### TEILE DER ÜBUNG
1. Prüfe, ob die Aussagen (a), (b) und (c) mit dem Interview über den frühen Tod von Musikern übereinstimmen. Antworte jeweils mit Ja oder Nein und zitiere die entscheidenden Worte des Textes wörtlich.
(a) Laut Text hat ein früher Tod die Menschen nur in der Musik interessiert.
(b) James Dean wird als ähnlicher Fall genannt.
(c) Ingo Scheel sagt, diese Frage habe er sich beim Schreiben nie gestellt.
2. Schreibe aus dem Interview über den frühen Tod von Musikern die Stelle von „INGO SCHEEL: Das“ bis einschließlich „hohen Töne treffen?“ genau ab.
3. Führe das Interview über den frühen Tod von Musikern fort, und zwar im Anschluss an seinen letzten Satz.

### TEXT
• • • • • • •

INGO SCHEEL: Das habe ich mich beim Schreiben auch immer mal wieder gefragt. Ein früher Tod als vermeintlich glamouröser Schritt in die Unsterblichkeit, so etwas hat die Menschen ja irgendwie schon immer interessiert, nicht nur in der Musik, spätestens seit es eine Art Entertainment-Industrie gibt. Nimm’ jemanden wie James Dean, da ist es ja ähnlich. Zum einen hat es etwas Morbid-Romantisches, gleichzeitig ist da immer dieser Gedanke: Was wäre, wenn? Welche Musik würde Lennon heute wohl machen? Ob Cobain immer noch in Chucks laufen würde und Whitney wieder die hohen Töne treffen?

Konntest du beim Schreiben die Distanz immer wahren – oder hat dich die Beschäftigung mit dem Sterben nicht auch angefasst in dieser Verdichtung?

• • • • • • •

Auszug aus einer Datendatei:
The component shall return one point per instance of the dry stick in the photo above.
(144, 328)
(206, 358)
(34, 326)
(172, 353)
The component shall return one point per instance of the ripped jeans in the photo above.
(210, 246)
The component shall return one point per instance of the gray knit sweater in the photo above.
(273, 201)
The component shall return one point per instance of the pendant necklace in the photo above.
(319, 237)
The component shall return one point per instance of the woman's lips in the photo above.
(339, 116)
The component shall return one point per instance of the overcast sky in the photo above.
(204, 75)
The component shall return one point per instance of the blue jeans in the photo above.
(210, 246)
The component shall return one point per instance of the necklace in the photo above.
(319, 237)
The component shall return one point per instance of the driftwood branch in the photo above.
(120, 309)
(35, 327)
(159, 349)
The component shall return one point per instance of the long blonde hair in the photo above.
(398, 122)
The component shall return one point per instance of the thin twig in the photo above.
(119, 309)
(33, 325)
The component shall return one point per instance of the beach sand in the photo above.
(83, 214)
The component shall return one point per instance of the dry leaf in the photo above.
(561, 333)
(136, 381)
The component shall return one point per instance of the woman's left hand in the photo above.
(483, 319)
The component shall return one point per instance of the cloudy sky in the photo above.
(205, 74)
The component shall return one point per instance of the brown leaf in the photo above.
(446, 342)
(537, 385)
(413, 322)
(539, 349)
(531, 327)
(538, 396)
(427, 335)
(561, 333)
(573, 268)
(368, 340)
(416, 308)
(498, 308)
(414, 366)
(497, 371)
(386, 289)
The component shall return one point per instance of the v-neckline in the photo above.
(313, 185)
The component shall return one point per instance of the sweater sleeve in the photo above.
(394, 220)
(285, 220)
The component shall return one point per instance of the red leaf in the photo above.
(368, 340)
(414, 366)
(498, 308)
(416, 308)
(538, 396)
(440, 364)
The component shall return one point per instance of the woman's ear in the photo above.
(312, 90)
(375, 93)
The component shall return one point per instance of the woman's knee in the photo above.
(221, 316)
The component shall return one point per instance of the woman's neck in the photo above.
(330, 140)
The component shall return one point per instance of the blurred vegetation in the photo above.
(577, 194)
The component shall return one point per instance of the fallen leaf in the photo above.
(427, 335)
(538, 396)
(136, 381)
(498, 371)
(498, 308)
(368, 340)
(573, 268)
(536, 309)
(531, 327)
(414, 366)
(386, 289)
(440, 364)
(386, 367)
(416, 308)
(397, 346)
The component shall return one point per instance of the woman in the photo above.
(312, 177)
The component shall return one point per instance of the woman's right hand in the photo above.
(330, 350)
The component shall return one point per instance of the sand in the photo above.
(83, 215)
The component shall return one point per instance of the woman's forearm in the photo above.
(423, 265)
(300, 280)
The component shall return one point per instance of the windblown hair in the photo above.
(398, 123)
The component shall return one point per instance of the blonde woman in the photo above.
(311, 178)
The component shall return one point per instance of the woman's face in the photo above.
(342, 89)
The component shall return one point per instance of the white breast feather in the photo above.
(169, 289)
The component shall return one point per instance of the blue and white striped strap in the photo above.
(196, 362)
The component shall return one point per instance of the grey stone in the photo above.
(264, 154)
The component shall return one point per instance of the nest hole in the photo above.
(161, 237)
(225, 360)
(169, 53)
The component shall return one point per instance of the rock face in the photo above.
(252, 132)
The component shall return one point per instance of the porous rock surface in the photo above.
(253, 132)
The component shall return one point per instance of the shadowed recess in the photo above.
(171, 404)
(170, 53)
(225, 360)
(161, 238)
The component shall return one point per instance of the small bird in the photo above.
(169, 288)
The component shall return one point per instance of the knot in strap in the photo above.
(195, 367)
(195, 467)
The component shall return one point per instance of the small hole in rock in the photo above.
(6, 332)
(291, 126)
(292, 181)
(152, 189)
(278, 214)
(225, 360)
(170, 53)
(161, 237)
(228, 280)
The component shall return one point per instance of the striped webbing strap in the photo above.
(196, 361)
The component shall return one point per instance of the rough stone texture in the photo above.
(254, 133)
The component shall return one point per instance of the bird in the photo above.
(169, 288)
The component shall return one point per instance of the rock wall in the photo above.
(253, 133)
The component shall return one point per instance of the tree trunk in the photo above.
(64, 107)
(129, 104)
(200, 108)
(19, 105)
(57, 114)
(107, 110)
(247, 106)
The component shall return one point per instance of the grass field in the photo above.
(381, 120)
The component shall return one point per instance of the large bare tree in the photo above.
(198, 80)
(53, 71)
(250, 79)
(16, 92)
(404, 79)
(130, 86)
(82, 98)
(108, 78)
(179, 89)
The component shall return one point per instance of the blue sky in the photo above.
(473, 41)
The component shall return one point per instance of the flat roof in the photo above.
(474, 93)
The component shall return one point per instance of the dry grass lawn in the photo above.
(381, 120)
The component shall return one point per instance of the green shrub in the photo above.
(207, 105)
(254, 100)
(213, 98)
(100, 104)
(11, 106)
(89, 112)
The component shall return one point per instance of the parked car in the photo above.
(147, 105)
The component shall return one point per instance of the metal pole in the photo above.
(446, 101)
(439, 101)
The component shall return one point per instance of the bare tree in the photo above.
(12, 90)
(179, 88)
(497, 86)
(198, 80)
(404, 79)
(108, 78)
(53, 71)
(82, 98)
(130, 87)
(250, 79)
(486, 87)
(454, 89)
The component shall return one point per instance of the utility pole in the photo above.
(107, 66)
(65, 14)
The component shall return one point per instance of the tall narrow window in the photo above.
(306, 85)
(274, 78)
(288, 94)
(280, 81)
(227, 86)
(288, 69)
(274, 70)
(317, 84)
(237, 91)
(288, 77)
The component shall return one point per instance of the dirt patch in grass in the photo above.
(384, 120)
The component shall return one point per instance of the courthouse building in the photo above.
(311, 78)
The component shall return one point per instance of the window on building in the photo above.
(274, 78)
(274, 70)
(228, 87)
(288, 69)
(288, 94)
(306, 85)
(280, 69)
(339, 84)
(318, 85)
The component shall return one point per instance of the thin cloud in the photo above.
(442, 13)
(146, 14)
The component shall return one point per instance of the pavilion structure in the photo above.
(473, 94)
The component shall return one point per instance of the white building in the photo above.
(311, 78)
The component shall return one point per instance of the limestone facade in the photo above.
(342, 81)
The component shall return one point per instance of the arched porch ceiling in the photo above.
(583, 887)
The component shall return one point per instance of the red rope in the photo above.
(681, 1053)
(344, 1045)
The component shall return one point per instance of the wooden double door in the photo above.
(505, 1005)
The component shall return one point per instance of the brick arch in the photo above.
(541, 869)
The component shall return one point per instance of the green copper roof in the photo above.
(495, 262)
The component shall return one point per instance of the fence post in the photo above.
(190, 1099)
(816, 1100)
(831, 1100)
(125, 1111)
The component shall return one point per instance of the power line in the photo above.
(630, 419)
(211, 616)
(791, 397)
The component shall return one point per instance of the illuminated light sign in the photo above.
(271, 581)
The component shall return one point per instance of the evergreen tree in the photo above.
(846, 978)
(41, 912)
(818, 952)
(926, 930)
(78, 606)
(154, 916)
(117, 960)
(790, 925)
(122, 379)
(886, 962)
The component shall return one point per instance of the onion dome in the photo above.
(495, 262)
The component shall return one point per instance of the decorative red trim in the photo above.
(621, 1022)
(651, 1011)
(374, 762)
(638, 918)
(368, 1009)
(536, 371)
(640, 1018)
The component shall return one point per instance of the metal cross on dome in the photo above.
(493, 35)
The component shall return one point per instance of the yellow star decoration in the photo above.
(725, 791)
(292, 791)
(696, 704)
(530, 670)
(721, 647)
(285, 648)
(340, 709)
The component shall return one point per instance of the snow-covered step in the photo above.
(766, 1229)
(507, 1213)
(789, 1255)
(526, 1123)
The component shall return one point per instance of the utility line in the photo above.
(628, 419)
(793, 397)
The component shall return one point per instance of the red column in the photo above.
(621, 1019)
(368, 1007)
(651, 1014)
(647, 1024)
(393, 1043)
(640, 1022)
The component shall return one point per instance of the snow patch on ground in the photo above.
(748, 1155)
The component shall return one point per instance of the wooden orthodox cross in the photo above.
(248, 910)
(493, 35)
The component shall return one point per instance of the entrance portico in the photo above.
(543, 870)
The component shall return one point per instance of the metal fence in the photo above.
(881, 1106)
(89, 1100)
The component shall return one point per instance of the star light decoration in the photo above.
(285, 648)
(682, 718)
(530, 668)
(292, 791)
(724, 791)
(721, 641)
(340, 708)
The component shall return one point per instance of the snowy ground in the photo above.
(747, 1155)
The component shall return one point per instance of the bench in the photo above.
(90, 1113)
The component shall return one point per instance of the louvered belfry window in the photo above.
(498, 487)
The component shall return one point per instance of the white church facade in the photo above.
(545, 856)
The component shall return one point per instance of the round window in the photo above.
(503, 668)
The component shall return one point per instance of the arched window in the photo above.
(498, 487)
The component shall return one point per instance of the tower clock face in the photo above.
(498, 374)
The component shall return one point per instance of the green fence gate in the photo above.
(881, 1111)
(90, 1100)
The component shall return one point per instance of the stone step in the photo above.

• • • • • • •

### ANTWORTEN IM ÜBERBLICK
1.
(a) Nein: „nicht nur in der Musik“
(b) Ja: „Nimm’ jemanden wie James Dean, da ist es ja ähnlich.“
(c) Nein: „Das habe ich mich beim Schreiben auch immer mal wieder gefragt.“

2.
INGO SCHEEL: Das habe ich mich beim Schreiben auch immer mal wieder gefragt. Ein früher Tod als vermeintlich glamouröser Schritt in die Unsterblichkeit, so etwas hat die Menschen ja irgendwie schon immer interessiert, nicht nur in der Musik, spätestens seit es eine Art Entertainment-Industrie gibt. Nimm’ jemanden wie James Dean, da ist es ja ähnlich. Zum einen hat es etwas Morbid-Romantisches, gleichzeitig ist da immer dieser Gedanke: Was wäre, wenn? Welche Musik würde Lennon heute wohl machen? Ob Cobain immer noch in Chucks laufen würde und Whitney wieder die hohen Töne treffen?

3.
Das erwischt einen immer mal wieder, gerade wenn man sich so in der Endphase des Buches oder später auch beim Einlesen des Hörbuchs nochmal ganz komprimiert damit beschäftigt. Da dachte ich schon mal, boah, die ganzen Toten, das ist zu hart. Dabei macht es wenig Unterschied, ob es jemand wie Darrell Banks ist, mit dessen Geschichte ich mich erst beschäftigen musste, oder Leute wie Kurt Cobain, deren Geschichten ich als Nirvana-Fan praktisch in Echtzeit miterlebt und betrauert habe. Als Fan ändert sich damit die gesamte Statik deiner Plattensammlung.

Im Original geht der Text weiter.